• TASK GOAL
Reproduce the following material verbatim, line for line, changing nothing.

• DATA TO USE

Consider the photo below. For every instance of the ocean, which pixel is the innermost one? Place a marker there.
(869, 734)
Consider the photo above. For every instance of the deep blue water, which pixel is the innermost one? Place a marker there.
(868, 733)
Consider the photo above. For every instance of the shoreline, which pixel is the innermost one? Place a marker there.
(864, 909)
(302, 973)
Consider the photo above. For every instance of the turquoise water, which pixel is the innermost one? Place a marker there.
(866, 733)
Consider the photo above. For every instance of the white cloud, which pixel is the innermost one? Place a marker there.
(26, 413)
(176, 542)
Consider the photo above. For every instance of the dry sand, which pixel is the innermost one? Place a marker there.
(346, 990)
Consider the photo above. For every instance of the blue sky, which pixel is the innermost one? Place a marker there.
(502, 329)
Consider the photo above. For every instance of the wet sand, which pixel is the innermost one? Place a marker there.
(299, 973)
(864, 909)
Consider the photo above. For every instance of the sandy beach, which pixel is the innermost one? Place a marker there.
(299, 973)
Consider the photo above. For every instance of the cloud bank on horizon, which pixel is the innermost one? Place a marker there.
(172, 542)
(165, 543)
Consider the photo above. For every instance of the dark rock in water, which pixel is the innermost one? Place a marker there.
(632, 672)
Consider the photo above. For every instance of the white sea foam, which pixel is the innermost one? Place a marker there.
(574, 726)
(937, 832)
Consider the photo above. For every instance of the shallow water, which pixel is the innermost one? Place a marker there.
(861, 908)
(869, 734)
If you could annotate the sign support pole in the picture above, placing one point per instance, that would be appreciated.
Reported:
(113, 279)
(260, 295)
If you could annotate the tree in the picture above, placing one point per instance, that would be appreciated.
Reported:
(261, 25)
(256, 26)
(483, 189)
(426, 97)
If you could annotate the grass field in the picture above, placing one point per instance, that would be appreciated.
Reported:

• PROBLEM SOLUTION
Consider the photo below. For every instance of the ocean, which pixel is the innermost one? Place a marker there.
(869, 734)
Consider the photo above. For every instance of the deep blue water, which pixel is the innermost one? Place a marker there.
(868, 733)
Consider the photo above. For every instance of the shoreline, which pixel is the innermost one? Place a marker there.
(864, 909)
(302, 973)
Consider the photo above. For every instance of the turquoise water, which pixel is the innermost one? Place a marker there.
(866, 733)
Consider the photo above. For every instance of the white cloud, which pixel is the innermost one? Place a marker there.
(26, 413)
(176, 542)
Consider the photo above. For every instance of the dry sand, which pixel is the innermost one? Place a marker there.
(346, 990)
Consider the photo above. For every instance of the blue sky, which pixel is the innermost one? Place a marker there.
(502, 329)
Consider the photo above. For every instance of the wet sand, which pixel is the innermost one? Place a marker there.
(299, 973)
(864, 909)
Consider the photo above. For every instance of the sandy beach, which pixel is the innermost one? Place a marker there.
(299, 973)
Consider the photo above. For every instance of the cloud bank on horizon, which pixel is the innermost one? Place a marker there.
(172, 542)
(165, 543)
Consider the photo above. For every instance of the dark rock in water, which pixel is the innermost one? Place a marker there.
(632, 672)
Consider the photo above. For every instance of the white sea foam, which pixel is the innermost one? Place a marker there.
(574, 726)
(937, 832)
Consider the photo above. For every instance of the shallow water, which pixel is the innermost one? Place a marker there.
(861, 908)
(869, 734)
If you could annotate the sign support pole in the picture above, placing one point per instance, that would be appreciated.
Reported:
(113, 279)
(260, 295)
If you could annotate the tree in the picture above, placing one point per instance, that would be appreciated.
Reported:
(261, 25)
(256, 26)
(483, 189)
(426, 97)
If you could annotate the grass field in the picture above, placing one point per instance, that would be appreciated.
Reported:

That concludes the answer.